TASK OBJECTIVE
Go through the records below and copy out every line that contains the word "sandy".

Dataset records
======

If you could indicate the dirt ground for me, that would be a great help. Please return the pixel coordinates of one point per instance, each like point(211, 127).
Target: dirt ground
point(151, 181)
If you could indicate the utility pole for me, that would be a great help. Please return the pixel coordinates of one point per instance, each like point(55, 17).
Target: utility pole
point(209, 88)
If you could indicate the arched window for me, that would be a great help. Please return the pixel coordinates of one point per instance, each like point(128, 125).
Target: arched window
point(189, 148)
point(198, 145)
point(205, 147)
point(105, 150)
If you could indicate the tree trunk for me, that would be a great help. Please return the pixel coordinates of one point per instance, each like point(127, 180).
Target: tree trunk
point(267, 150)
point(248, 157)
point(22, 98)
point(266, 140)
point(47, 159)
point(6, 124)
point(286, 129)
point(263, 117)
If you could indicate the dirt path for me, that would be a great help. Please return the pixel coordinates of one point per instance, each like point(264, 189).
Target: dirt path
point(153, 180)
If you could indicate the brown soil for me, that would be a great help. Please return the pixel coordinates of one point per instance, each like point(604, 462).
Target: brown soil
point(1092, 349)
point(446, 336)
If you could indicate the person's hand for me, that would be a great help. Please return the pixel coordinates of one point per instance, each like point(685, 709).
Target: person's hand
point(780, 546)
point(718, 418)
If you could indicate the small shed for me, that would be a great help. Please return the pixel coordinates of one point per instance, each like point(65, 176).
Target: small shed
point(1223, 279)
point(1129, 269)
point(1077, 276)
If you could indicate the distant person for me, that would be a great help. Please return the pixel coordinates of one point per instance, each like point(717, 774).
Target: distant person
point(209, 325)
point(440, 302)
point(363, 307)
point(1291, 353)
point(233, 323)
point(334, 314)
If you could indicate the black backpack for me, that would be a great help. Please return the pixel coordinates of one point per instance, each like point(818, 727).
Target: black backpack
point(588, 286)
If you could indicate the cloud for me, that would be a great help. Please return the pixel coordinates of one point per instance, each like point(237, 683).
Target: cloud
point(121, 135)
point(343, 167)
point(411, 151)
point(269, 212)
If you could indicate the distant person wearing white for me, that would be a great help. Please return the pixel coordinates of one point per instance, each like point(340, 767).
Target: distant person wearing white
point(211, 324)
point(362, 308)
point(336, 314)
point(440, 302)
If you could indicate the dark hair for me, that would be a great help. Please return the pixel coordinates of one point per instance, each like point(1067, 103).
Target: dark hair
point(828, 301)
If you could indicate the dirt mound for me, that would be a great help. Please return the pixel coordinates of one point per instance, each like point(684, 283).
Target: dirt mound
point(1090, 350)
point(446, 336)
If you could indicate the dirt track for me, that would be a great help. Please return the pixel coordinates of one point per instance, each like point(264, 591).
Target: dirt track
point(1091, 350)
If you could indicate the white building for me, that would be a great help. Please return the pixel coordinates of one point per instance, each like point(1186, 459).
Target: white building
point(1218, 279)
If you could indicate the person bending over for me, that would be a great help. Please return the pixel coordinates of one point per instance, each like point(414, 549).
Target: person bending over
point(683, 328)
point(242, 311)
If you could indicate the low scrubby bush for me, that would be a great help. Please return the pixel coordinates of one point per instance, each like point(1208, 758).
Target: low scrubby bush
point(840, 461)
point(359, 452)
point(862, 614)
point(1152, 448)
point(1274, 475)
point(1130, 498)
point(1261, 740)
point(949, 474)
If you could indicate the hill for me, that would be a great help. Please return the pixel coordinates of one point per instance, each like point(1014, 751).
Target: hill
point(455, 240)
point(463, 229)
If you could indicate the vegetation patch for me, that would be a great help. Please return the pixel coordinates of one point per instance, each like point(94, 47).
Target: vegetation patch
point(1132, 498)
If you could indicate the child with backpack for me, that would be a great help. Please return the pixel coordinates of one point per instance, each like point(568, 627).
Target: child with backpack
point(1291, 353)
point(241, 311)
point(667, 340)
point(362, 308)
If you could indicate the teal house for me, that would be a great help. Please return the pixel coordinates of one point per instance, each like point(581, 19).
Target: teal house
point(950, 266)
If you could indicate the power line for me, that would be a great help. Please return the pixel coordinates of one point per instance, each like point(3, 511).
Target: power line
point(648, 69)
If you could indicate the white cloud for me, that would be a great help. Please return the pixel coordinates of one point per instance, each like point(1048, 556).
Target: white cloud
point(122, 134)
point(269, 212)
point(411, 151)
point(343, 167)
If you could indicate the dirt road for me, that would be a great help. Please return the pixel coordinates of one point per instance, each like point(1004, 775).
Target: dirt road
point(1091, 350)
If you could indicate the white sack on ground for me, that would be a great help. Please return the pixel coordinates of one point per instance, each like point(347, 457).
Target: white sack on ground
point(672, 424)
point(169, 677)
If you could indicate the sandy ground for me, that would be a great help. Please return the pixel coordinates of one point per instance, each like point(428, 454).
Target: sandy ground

======

RESULT
If you could indicate the sandy ground for me, that would be a great help. Please return the pixel coordinates of one point per instance, each like point(428, 454).
Target: sandy ground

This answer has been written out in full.